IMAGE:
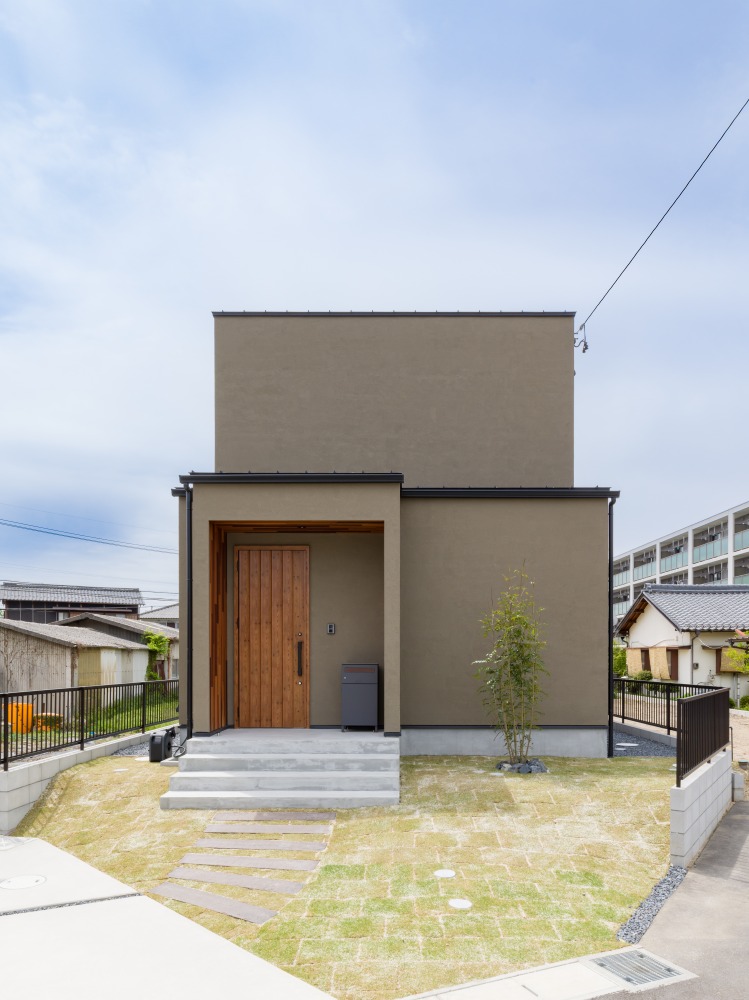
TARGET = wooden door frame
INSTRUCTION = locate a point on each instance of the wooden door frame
(272, 548)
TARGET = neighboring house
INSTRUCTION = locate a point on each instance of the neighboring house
(678, 632)
(43, 602)
(134, 630)
(712, 551)
(35, 656)
(464, 425)
(166, 615)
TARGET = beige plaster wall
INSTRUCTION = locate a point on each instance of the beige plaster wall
(347, 589)
(448, 401)
(634, 661)
(296, 502)
(454, 556)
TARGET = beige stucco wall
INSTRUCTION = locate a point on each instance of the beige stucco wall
(90, 667)
(28, 663)
(347, 589)
(448, 401)
(453, 559)
(181, 525)
(297, 503)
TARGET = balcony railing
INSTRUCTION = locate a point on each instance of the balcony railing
(644, 571)
(741, 540)
(675, 561)
(708, 550)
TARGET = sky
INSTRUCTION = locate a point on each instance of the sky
(160, 159)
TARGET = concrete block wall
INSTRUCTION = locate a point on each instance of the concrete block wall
(21, 786)
(698, 806)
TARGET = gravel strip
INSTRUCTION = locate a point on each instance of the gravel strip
(136, 750)
(642, 918)
(644, 748)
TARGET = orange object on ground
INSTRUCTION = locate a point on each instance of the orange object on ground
(20, 716)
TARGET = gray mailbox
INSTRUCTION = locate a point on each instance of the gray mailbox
(359, 687)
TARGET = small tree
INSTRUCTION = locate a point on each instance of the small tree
(619, 660)
(158, 649)
(737, 654)
(511, 672)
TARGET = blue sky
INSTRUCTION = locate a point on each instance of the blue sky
(162, 159)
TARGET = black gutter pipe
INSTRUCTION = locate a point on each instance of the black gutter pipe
(610, 749)
(188, 554)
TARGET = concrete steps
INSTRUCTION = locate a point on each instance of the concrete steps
(251, 769)
(282, 762)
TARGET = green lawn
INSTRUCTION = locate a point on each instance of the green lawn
(553, 864)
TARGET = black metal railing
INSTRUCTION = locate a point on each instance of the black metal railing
(703, 730)
(653, 703)
(37, 722)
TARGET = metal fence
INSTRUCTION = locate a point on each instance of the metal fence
(37, 722)
(703, 730)
(653, 703)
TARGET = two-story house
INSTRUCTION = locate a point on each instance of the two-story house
(377, 475)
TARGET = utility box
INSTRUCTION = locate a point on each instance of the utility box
(359, 695)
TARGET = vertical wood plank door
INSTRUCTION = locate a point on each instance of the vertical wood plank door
(271, 630)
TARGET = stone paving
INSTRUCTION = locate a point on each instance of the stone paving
(243, 893)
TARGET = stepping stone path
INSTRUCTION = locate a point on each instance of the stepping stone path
(283, 826)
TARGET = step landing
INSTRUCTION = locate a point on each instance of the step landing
(255, 769)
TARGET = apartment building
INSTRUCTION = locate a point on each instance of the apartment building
(712, 551)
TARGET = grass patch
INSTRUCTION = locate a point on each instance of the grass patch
(553, 864)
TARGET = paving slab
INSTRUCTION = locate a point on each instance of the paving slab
(280, 885)
(705, 923)
(135, 946)
(215, 902)
(575, 979)
(242, 861)
(35, 874)
(276, 817)
(263, 845)
(268, 828)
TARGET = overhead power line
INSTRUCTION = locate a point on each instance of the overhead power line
(95, 520)
(580, 337)
(86, 538)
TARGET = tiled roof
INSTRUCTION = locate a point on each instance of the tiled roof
(131, 624)
(15, 591)
(69, 635)
(705, 607)
(170, 612)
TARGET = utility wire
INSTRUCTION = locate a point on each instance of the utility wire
(581, 328)
(95, 520)
(85, 538)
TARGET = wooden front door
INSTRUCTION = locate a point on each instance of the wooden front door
(271, 630)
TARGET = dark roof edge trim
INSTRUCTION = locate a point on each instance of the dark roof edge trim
(292, 477)
(348, 315)
(509, 493)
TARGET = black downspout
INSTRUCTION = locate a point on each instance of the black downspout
(188, 553)
(610, 749)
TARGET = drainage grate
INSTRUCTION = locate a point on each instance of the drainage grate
(637, 968)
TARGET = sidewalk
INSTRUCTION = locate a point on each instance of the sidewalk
(71, 931)
(704, 926)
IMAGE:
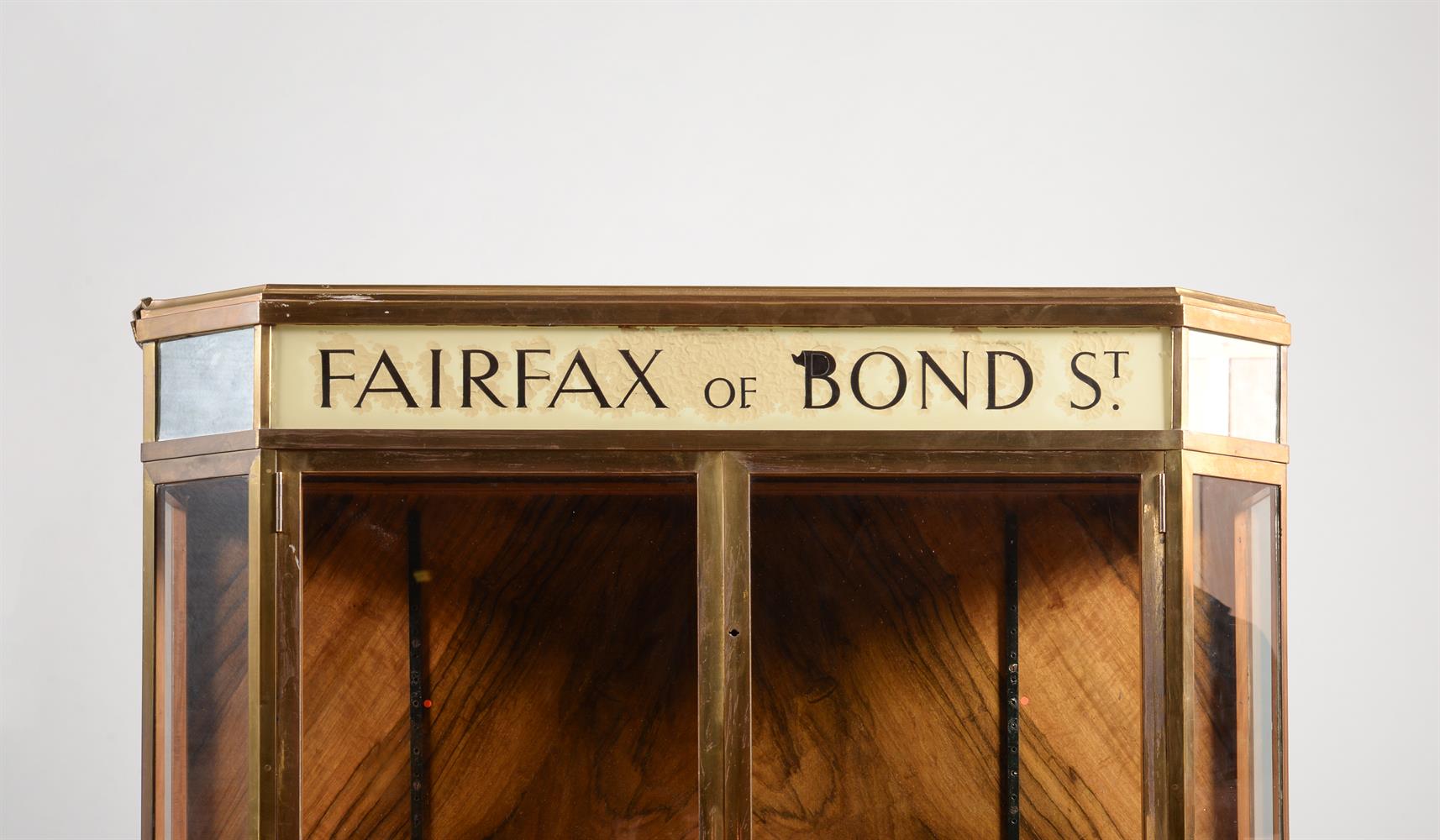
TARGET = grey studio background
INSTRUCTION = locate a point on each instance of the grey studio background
(1284, 153)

----

• [Task goal]:
Print all entries exactly. The images do not belong in the copy.

• [Answer in full]:
IMAGE:
TARGET = wooden door frame
INSTRUCTION = locate a point on each instance of the wooden door frame
(272, 548)
TARGET = neighboring house
INSTRUCTION = locate a point on each instance of the neighboring house
(678, 632)
(43, 602)
(134, 630)
(712, 551)
(35, 656)
(464, 425)
(166, 615)
TARGET = beige plaster wall
INSTRUCTION = locate a point on each instance of the beige plaster wall
(347, 589)
(448, 401)
(634, 661)
(296, 502)
(454, 556)
TARGET = beige stucco wall
INSTRUCTION = locate a point on each instance of the beige stucco wall
(90, 667)
(28, 663)
(347, 589)
(448, 401)
(453, 559)
(181, 525)
(297, 503)
TARGET = balcony railing
INSTRUCTION = locate a point on each instance of the balcony railing
(644, 571)
(741, 540)
(675, 561)
(708, 550)
TARGET = sky
INSTRUCTION = locate a point on each instance of the sky
(160, 159)
TARGET = concrete block wall
INSTRUCTION = locate a point on each instance of the concrete block wall
(21, 786)
(698, 806)
TARGET = gravel strip
INSTRUCTION = locate a point on each instance of the gravel strip
(136, 750)
(642, 918)
(644, 748)
TARGET = orange object on ground
INSTRUCTION = locate a point on each instance of the orange object on ground
(20, 716)
TARGET = gray mailbox
INSTRUCTION = locate a point on each instance of the gray mailbox
(359, 687)
TARGET = small tree
INSTRUCTION = locate a point on each instance of the small tree
(619, 660)
(158, 649)
(737, 654)
(511, 672)
TARGET = blue sky
INSTRUCTION = locate a point on each instance of the blue sky
(162, 159)
TARGET = black gutter pipe
INSTRUCTION = locate a point on each instance of the black gutter pipe
(610, 749)
(188, 554)
TARGET = concrete steps
INSTRUCTION = locate a point on each instance of the concrete steps
(251, 769)
(282, 762)
TARGET = green lawn
INSTRUCTION = locate a point on each instance of the green lawn
(553, 864)
TARGET = black metal railing
INSTRUCTION = locate a point on each instance of the black metal railing
(703, 730)
(653, 703)
(37, 722)
TARGET = metal fence
INSTRUCTION = locate a point on each instance of the metal fence
(37, 722)
(703, 730)
(653, 703)
TARGET = two-story house
INSTRUCTION = locate a point on each instance of the two-story house
(377, 475)
TARGET = utility box
INSTRUCTION = locate a point on each instance of the utility box
(359, 695)
TARGET = vertical wood plank door
INSTRUCTION = locate a point on each instance of the vertical wood plank door
(271, 630)
TARGET = stone paving
INSTRUCTION = locate a point on each instance of the stone paving
(243, 893)
TARGET = stepping stone path
INSTRUCTION = locate a point on each instance of the stepping stone path
(283, 826)
TARGET = step landing
INSTRUCTION = locate a point on each instance of the step landing
(255, 769)
TARGET = apartment building
INSTRUCTION = locate a point on each instance of the apartment building
(712, 551)
TARGET = grass patch
INSTRUCTION = locate a point on each instance of the grass patch
(553, 864)
TARGET = paving slab
INSTRUCTION = locate a point on each instance of the paving slab
(280, 885)
(705, 923)
(135, 946)
(215, 902)
(575, 979)
(242, 861)
(35, 874)
(276, 817)
(263, 845)
(268, 828)
TARGET = overhead power line
INSTRUCTION = locate a point on each instance of the overhead power line
(95, 520)
(580, 337)
(86, 538)
TARGET = tiled roof
INSTRUCTION = locate a point on each instance of the tiled roof
(131, 624)
(15, 591)
(69, 635)
(705, 607)
(170, 612)
TARGET = utility wire
INSTRUCTION = locate a point on each instance of the utility wire
(581, 328)
(95, 520)
(85, 538)
TARGET = wooden front door
INSTRUCTION = locate a point on each instance of the wooden front door
(271, 630)
TARGET = dark roof edge trim
INSTRUCTION = locate a point on each instance of the dark roof edge trim
(292, 477)
(348, 315)
(509, 493)
TARGET = black downspout
INSTRUCTION = locate a point on each instance of the black downspout
(188, 553)
(610, 749)
TARGET = drainage grate
INSTRUCTION = locate a point on each instance of the drainage grate
(637, 968)
TARGET = sidewalk
INSTRUCTION = locate a point on each instance of the sidewalk
(71, 931)
(704, 926)
IMAGE:
TARGET = grey studio background
INSTRUCTION = locate a point on each instance of the grey studio background
(1284, 153)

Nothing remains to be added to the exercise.